#### [Given task]
Reproduce the material from the line with "of the windshield." up to and including the final line, and shift every answer coordinate by adding 112 to each number. Leave the sample output values unchanged.

* * *

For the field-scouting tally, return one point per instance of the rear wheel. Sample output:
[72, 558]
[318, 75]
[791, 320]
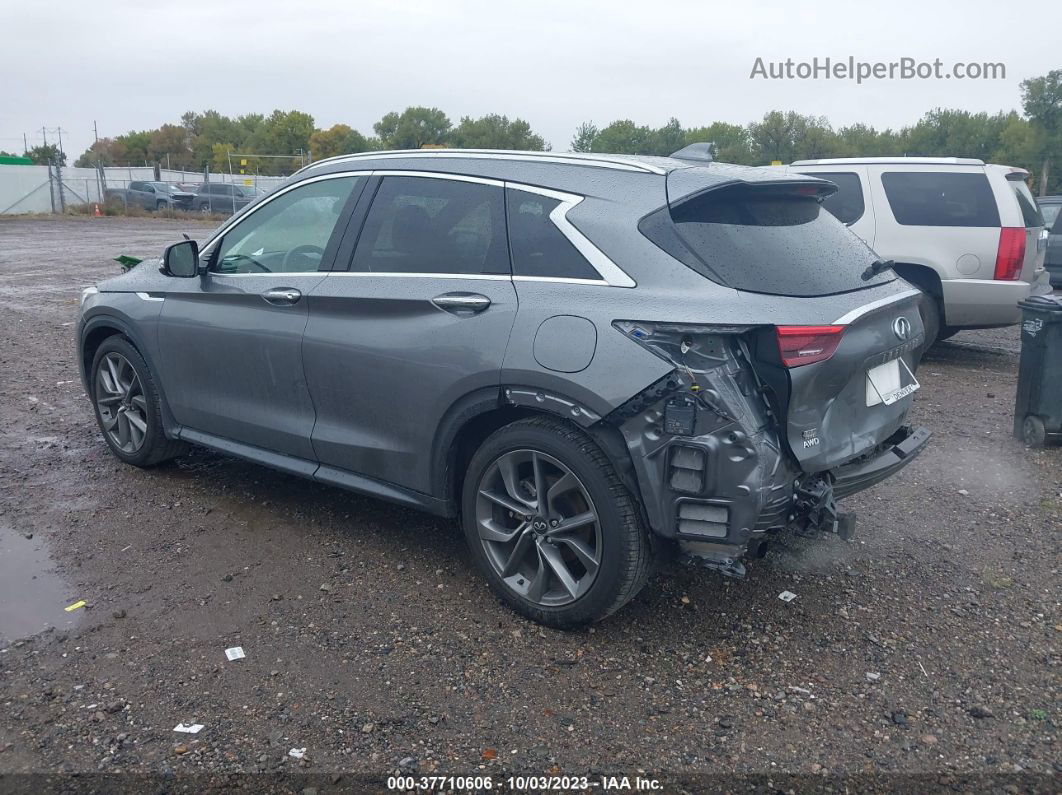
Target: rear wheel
[127, 405]
[557, 534]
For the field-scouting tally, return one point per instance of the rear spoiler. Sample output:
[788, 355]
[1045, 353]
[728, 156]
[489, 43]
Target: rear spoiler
[680, 192]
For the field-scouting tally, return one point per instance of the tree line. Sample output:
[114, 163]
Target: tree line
[1030, 138]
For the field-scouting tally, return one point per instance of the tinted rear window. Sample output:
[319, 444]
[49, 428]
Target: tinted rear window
[940, 199]
[769, 240]
[538, 247]
[846, 204]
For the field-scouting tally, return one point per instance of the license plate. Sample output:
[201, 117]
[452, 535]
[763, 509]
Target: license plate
[885, 383]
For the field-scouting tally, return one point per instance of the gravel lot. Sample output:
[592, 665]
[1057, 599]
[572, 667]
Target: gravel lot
[924, 655]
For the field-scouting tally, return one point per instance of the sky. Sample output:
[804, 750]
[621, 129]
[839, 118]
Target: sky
[135, 65]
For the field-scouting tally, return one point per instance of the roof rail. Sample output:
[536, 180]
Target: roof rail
[572, 158]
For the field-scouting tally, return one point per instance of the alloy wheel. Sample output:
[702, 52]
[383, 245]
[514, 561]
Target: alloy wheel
[121, 402]
[538, 528]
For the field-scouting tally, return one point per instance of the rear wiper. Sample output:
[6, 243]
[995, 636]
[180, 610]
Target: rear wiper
[877, 266]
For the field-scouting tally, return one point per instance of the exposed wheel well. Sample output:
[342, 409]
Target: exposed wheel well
[922, 276]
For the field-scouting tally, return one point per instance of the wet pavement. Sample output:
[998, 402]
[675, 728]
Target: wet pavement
[32, 592]
[927, 647]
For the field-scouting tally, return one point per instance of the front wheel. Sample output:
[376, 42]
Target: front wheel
[551, 526]
[127, 405]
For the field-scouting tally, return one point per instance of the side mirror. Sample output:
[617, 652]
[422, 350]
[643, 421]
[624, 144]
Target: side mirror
[182, 259]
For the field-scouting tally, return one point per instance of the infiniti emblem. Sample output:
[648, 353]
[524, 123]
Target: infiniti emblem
[902, 327]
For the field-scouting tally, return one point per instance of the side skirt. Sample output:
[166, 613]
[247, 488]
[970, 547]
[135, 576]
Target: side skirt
[319, 472]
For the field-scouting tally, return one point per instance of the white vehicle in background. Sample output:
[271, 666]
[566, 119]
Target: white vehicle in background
[969, 234]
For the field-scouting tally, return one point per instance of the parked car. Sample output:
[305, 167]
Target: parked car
[224, 197]
[151, 195]
[966, 232]
[1049, 206]
[589, 360]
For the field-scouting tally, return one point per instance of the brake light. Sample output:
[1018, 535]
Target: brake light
[800, 345]
[1010, 256]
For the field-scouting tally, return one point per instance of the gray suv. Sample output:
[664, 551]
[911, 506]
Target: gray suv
[593, 362]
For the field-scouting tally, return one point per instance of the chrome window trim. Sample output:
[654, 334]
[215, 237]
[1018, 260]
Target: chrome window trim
[855, 314]
[223, 229]
[400, 275]
[565, 158]
[612, 275]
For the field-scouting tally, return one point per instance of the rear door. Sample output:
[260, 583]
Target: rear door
[230, 341]
[416, 315]
[943, 217]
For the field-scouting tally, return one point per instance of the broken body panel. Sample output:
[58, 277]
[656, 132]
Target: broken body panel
[678, 374]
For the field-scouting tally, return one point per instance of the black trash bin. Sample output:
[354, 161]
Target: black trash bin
[1038, 409]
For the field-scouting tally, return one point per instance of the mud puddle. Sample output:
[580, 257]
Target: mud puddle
[32, 593]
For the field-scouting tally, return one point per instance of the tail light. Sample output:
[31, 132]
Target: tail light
[1011, 254]
[800, 345]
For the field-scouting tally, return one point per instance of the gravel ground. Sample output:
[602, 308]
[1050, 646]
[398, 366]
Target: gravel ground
[922, 654]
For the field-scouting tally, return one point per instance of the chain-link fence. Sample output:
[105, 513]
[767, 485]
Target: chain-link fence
[28, 189]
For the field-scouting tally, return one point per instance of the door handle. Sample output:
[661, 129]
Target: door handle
[464, 303]
[284, 296]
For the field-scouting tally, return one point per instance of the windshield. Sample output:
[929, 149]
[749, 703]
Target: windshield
[772, 239]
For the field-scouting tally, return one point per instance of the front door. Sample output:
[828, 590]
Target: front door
[421, 318]
[230, 341]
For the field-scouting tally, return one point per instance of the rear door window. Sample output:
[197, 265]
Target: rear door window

* * *

#### [Solved problem]
For the field-scouting tally, return one point per instance of the windshield. Sample output:
[929, 149]
[749, 703]
Target: windshield
[884, 351]
For the field-scouting tally, return one point per instance of the front door. Sample output:
[828, 590]
Target: front door
[533, 430]
[342, 453]
For the field-scouting tally, return one point per instance of the rear door window. Sample output:
[197, 265]
Target: rear door window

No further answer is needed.